## Written request
Rewrite every line of the records below as a JSON array of strings, one string per line, with blank lines excluded. Omit the pictures.
# START OF Entries supplied
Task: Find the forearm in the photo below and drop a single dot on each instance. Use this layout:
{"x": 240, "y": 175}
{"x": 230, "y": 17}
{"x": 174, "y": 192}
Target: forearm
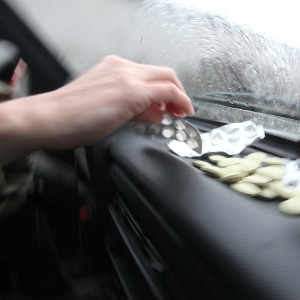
{"x": 89, "y": 108}
{"x": 54, "y": 121}
{"x": 22, "y": 128}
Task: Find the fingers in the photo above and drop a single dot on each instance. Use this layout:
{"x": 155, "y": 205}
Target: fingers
{"x": 153, "y": 73}
{"x": 176, "y": 101}
{"x": 152, "y": 114}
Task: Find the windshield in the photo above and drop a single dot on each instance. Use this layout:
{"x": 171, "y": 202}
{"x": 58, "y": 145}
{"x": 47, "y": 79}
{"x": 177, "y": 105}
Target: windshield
{"x": 237, "y": 60}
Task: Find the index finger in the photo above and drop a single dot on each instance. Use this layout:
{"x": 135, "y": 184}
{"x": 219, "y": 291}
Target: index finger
{"x": 154, "y": 73}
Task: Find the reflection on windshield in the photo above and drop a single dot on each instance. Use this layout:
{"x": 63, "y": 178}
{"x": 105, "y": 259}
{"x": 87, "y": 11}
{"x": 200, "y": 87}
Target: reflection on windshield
{"x": 218, "y": 48}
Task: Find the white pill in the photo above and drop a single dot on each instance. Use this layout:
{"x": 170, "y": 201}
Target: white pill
{"x": 247, "y": 188}
{"x": 283, "y": 190}
{"x": 260, "y": 180}
{"x": 259, "y": 156}
{"x": 290, "y": 206}
{"x": 232, "y": 169}
{"x": 275, "y": 161}
{"x": 213, "y": 171}
{"x": 275, "y": 172}
{"x": 233, "y": 177}
{"x": 268, "y": 193}
{"x": 216, "y": 158}
{"x": 228, "y": 162}
{"x": 248, "y": 165}
{"x": 200, "y": 163}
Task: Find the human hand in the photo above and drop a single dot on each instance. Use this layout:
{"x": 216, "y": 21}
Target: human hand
{"x": 112, "y": 93}
{"x": 117, "y": 91}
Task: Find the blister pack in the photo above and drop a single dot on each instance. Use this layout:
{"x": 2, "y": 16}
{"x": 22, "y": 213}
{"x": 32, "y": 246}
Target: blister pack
{"x": 189, "y": 142}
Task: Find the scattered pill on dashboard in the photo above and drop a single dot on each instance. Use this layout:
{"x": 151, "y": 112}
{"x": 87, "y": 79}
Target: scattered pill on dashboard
{"x": 274, "y": 161}
{"x": 248, "y": 165}
{"x": 258, "y": 179}
{"x": 233, "y": 177}
{"x": 259, "y": 156}
{"x": 268, "y": 193}
{"x": 247, "y": 188}
{"x": 200, "y": 163}
{"x": 228, "y": 162}
{"x": 214, "y": 171}
{"x": 283, "y": 190}
{"x": 216, "y": 158}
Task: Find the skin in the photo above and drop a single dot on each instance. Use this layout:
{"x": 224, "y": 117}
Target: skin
{"x": 112, "y": 93}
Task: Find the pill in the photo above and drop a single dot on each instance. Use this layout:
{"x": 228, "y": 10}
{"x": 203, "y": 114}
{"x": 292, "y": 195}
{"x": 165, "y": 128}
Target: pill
{"x": 248, "y": 165}
{"x": 268, "y": 193}
{"x": 247, "y": 188}
{"x": 259, "y": 156}
{"x": 216, "y": 158}
{"x": 228, "y": 162}
{"x": 274, "y": 161}
{"x": 295, "y": 193}
{"x": 213, "y": 171}
{"x": 233, "y": 177}
{"x": 258, "y": 179}
{"x": 200, "y": 163}
{"x": 290, "y": 206}
{"x": 275, "y": 172}
{"x": 283, "y": 190}
{"x": 232, "y": 169}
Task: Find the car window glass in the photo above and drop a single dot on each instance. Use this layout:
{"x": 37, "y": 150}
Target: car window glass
{"x": 236, "y": 59}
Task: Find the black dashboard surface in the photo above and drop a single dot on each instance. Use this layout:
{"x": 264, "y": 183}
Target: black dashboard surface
{"x": 248, "y": 241}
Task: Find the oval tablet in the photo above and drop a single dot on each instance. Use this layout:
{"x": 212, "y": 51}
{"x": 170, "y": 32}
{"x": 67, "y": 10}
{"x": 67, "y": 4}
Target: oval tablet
# END OF Entries supplied
## Answer
[
  "Task: Find the forearm in the photo below and drop a single dot on each instance. Use this layout:",
  "{\"x\": 240, \"y\": 175}",
  "{\"x\": 230, \"y\": 17}",
  "{\"x\": 174, \"y\": 192}",
  "Target: forearm",
  "{\"x\": 89, \"y\": 108}",
  "{\"x\": 54, \"y\": 121}",
  "{\"x\": 22, \"y\": 128}",
  "Task: Find the fingers in the photo above and drop a single dot on each instance. Use this layout:",
  "{\"x\": 155, \"y\": 205}",
  "Target: fingers",
  "{\"x\": 153, \"y\": 73}",
  "{\"x\": 176, \"y\": 101}",
  "{\"x\": 152, \"y\": 114}",
  "Task: Find the windshield in the photo above and drop a single dot on each instance. Use this layout:",
  "{\"x\": 171, \"y\": 202}",
  "{\"x\": 58, \"y\": 145}",
  "{\"x\": 47, \"y\": 79}",
  "{\"x\": 177, \"y\": 105}",
  "Target: windshield",
  "{\"x\": 237, \"y\": 60}",
  "Task: Find the index finger in the photo above and drop a single dot on each instance. Use this layout:",
  "{\"x\": 135, \"y\": 184}",
  "{\"x\": 219, \"y\": 291}",
  "Target: index finger",
  "{\"x\": 154, \"y\": 73}",
  "Task: Find the reflection on windshield in the photo above and drop a single dot on each instance. Use this layout:",
  "{\"x\": 63, \"y\": 178}",
  "{\"x\": 105, \"y\": 259}",
  "{\"x\": 87, \"y\": 11}",
  "{\"x\": 200, \"y\": 87}",
  "Target: reflection on windshield",
  "{\"x\": 218, \"y\": 48}",
  "Task: Find the white pill in the photo above and drop a single dot on each instance. Use this layout:",
  "{\"x\": 170, \"y\": 201}",
  "Target: white pill",
  "{\"x\": 247, \"y\": 188}",
  "{\"x\": 283, \"y\": 190}",
  "{\"x\": 260, \"y\": 180}",
  "{\"x\": 259, \"y\": 156}",
  "{\"x\": 290, \"y\": 206}",
  "{\"x\": 232, \"y\": 169}",
  "{\"x\": 275, \"y\": 161}",
  "{\"x\": 213, \"y\": 171}",
  "{\"x\": 275, \"y\": 172}",
  "{\"x\": 233, \"y\": 177}",
  "{\"x\": 268, \"y\": 193}",
  "{\"x\": 216, \"y\": 158}",
  "{\"x\": 228, \"y\": 162}",
  "{\"x\": 248, \"y\": 165}",
  "{\"x\": 200, \"y\": 163}",
  "Task: Find the human hand in the photo above and drop a single dot on each instance. Use this layout:",
  "{\"x\": 216, \"y\": 21}",
  "Target: human hand",
  "{\"x\": 112, \"y\": 93}",
  "{\"x\": 117, \"y\": 91}",
  "Task: Find the blister pack in the photo above and drop a single dot on each instance. Use this layout:",
  "{\"x\": 2, \"y\": 16}",
  "{\"x\": 22, \"y\": 213}",
  "{\"x\": 32, \"y\": 246}",
  "Target: blister pack",
  "{\"x\": 189, \"y\": 142}",
  "Task: Find the scattered pill on dashboard in the photo above and drop a single dot on each instance. Use this layout:",
  "{\"x\": 151, \"y\": 112}",
  "{\"x\": 87, \"y\": 79}",
  "Target: scattered pill on dashboard",
  "{\"x\": 274, \"y\": 161}",
  "{\"x\": 248, \"y\": 165}",
  "{\"x\": 258, \"y\": 179}",
  "{\"x\": 233, \"y\": 177}",
  "{\"x\": 259, \"y\": 156}",
  "{\"x\": 268, \"y\": 193}",
  "{\"x\": 247, \"y\": 188}",
  "{\"x\": 200, \"y\": 163}",
  "{\"x\": 228, \"y\": 162}",
  "{\"x\": 214, \"y\": 171}",
  "{\"x\": 283, \"y\": 190}",
  "{\"x\": 216, \"y\": 158}",
  "Task: Find the skin in the photo above and drop a single dot on each instance. Use this layout:",
  "{\"x\": 224, \"y\": 117}",
  "Target: skin",
  "{\"x\": 112, \"y\": 93}",
  "Task: Find the pill in the photo above and drop a single dot on each instance. Use this layout:",
  "{\"x\": 228, \"y\": 10}",
  "{\"x\": 203, \"y\": 114}",
  "{\"x\": 292, \"y\": 195}",
  "{\"x\": 165, \"y\": 128}",
  "Target: pill",
  "{\"x\": 248, \"y\": 165}",
  "{\"x\": 268, \"y\": 193}",
  "{\"x\": 247, \"y\": 188}",
  "{\"x\": 259, \"y\": 156}",
  "{\"x\": 216, \"y\": 158}",
  "{\"x\": 228, \"y\": 162}",
  "{\"x\": 274, \"y\": 161}",
  "{\"x\": 295, \"y\": 193}",
  "{\"x\": 213, \"y\": 171}",
  "{\"x\": 233, \"y\": 177}",
  "{\"x\": 258, \"y\": 179}",
  "{\"x\": 200, \"y\": 163}",
  "{\"x\": 290, \"y\": 206}",
  "{\"x\": 275, \"y\": 172}",
  "{\"x\": 283, \"y\": 190}",
  "{\"x\": 232, \"y\": 169}",
  "Task: Find the car window glass in the photo above and drop a single dot on each instance. Use this layout:",
  "{\"x\": 37, \"y\": 150}",
  "Target: car window glass",
  "{\"x\": 236, \"y\": 59}",
  "Task: Find the black dashboard surface in the photo above and drop a single dot on each instance. Use this layout:",
  "{\"x\": 264, \"y\": 183}",
  "Target: black dashboard surface",
  "{\"x\": 248, \"y\": 241}",
  "Task: Find the oval tablet in the photo above and drop a single dot on each instance. Use this layout:",
  "{\"x\": 212, \"y\": 51}",
  "{\"x\": 170, \"y\": 32}",
  "{\"x\": 67, \"y\": 10}",
  "{\"x\": 67, \"y\": 4}",
  "Target: oval tablet"
]